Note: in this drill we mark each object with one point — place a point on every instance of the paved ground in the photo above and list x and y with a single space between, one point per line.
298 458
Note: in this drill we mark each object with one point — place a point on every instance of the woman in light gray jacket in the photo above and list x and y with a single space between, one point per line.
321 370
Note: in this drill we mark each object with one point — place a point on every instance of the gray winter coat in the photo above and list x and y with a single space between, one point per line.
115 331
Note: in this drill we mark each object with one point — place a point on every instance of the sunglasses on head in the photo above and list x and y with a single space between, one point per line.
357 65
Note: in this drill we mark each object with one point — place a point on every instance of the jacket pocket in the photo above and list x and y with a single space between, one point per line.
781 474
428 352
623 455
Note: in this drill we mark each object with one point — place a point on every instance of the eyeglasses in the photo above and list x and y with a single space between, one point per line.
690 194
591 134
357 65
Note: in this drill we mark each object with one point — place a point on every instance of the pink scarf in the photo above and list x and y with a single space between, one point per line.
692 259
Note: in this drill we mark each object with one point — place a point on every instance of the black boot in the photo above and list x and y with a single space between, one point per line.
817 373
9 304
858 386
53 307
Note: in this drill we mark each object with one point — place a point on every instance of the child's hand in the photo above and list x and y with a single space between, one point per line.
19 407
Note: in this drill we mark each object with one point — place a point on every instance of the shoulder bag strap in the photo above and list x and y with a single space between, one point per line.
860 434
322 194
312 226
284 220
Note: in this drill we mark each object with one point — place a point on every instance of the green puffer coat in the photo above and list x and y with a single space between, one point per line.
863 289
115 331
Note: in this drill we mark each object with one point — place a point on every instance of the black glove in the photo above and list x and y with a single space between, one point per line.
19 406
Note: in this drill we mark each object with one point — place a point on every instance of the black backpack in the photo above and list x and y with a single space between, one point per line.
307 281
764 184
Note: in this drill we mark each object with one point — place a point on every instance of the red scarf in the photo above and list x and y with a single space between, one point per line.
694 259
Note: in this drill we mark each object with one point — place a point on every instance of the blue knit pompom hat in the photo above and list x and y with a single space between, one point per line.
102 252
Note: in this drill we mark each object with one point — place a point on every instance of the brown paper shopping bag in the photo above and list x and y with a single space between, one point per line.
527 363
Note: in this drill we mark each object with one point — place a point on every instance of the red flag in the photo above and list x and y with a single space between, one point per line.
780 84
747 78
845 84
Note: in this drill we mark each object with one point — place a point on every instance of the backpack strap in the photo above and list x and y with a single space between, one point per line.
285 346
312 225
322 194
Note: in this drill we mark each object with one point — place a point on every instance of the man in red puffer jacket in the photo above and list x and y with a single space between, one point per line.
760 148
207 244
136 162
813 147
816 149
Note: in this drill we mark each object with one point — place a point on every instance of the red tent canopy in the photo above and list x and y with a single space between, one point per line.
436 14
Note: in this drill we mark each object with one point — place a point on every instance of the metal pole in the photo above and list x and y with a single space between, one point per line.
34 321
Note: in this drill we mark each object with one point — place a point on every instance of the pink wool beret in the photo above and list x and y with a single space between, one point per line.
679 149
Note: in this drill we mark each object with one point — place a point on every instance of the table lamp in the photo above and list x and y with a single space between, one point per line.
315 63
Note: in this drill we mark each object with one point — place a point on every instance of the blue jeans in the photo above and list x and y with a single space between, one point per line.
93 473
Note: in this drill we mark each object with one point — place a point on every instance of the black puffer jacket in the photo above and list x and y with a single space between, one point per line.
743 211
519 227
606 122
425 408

——————

THE TASK: Please return the data above exactly as given.

EXERCISE OUTPUT:
Note: in this drill we mark each object with one point — place a point on every instance of the paved ground in the photo above and list x and y with a single space between, one point per line.
298 458
Note: in this drill we mark each object with one point — place a point on every instance of the woman in light gray jacket in the photo above and list x and y with a single space between, one point per line.
321 370
Note: in this drill we mark each object with one point — place a point on every instance of the gray winter coat in the photo above and list x and y with a single space between, one point per line.
115 331
Note: in this drill we mark each object with one point — place a point on every instance of the sunglasses on head in the photo above and list x and y with a single space between, one point per line.
357 65
Note: in this drill we mark each object with one point — place a point on every instance of the jacket pocket in the photo above and list x and y with a single space between, one point per line.
781 474
428 352
623 455
Note: in this drill we mark each object with one point — place a point on every instance of the eyeglasses in the photo above and list x and y with a single space between, one point per line.
690 194
591 134
357 65
Note: in this drill we mark each object with one point — place a point on every instance of the pink scarf in the photo above and list x and y with a single space between, one point per line.
692 259
Note: in this drill we mark each object with one point — place a point on every instance of the black boot in the photo above and list x and y with a single space between, one point per line.
817 373
9 304
858 386
53 307
Note: in this drill we mark each object with one point — place a point on every instance of the child's hand in the photo above and list x and y with a single space between, one point per line.
19 407
Note: in this drill we mark each object with one point — place a point on every instance of the shoulder bag strap in the photo above and list x and y with a single space between, one point per line.
860 434
322 194
312 226
284 220
Note: in this drill we mark each object with one point — place a point on every instance of the green puffer coat in the photo above and list x and y with a single space between, one point per line.
863 289
115 331
Note: in this drill we mark each object with one point — place a point on every instance of the black glove in the photo above and list x and y with a single space between, one point per line.
19 406
Note: in this drill we mark each object with one point — place a point on every instance of the black backpack in the photo above and list x and y with a single space between, one point per line.
307 281
764 184
Note: in this drill we mark each object with one point — place a point on every instance of the red scarf in the photo above and list x and y with a single space between, one point per line.
694 259
Note: in this drill we mark each object with one point — place a point on every instance of the blue knit pompom hat in the photo above and list x and y with a single space between, one point per line.
102 252
Note: in this drill we mark each object with one point — place a point on every instance of the brown paper shopping bag in the photo above and list x and y with a single space between, one point per line.
527 363
Note: in this drill we mark each object with one point — place a point on every instance of the red flag in the photo above and list x and y with a single space between, one point per line.
780 84
747 78
845 84
Note: in this drill we mark each object with one point — place a point on every instance of the backpack strap in the photo above and list x and y with a single space between, one point per line.
285 346
312 225
322 194
Note: in this drill we mark each object with one point — place a point on every instance of the man in red puffer jacket in the photo above and list x and y with a single space between, one point per line.
760 148
207 244
136 162
813 147
816 149
Note: in this drill we mark each object with one point — place a point on every instance of the red tent canopy in the photo above and list x and y with a single space between, one point per line.
436 14
Note: in this drill we mark each object with one point — place a point on every instance of the metal pole in the photo above and list x and y with a single space between, one point per line.
34 321
Note: in this drill we mark each object with one point — place a point on every instance of the pink wool beret in the photo above and list x and y with a single space between, one point per line.
679 149
Note: in this drill we mark each object with one point — place a point on every instance of the table lamp in the photo above and list x and y with a single space between, one point per line.
315 63
Note: in this drill we mark each object with one point — place a point on every instance of the blue jeans in the photo above and list x and y with a single space between, one point per line.
93 473
Note: in this drill we mark each object with one point — place a point on every instance of the black puffer jacket in the photo above and list x and y with a single space between, one point per line.
743 211
519 227
606 122
425 408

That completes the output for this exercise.